**EXERCISE REQUIREMENTS**
Every line from the one holding "Then the output" through the final line of the entries is to be reproduced exactly, and no other line.

□ □ □ □

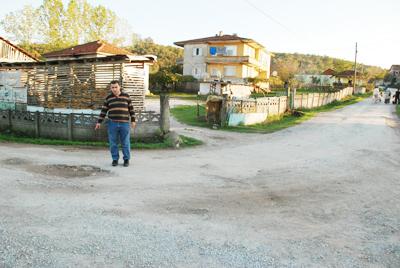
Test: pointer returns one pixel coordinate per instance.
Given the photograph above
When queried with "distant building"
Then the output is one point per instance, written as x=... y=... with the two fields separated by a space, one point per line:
x=12 y=53
x=227 y=57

□ □ □ □

**SOLUTION TO THIS PROBLEM**
Then the output is one point per instance, written as x=... y=... with the two fields separated by a space, one point per line:
x=12 y=53
x=227 y=57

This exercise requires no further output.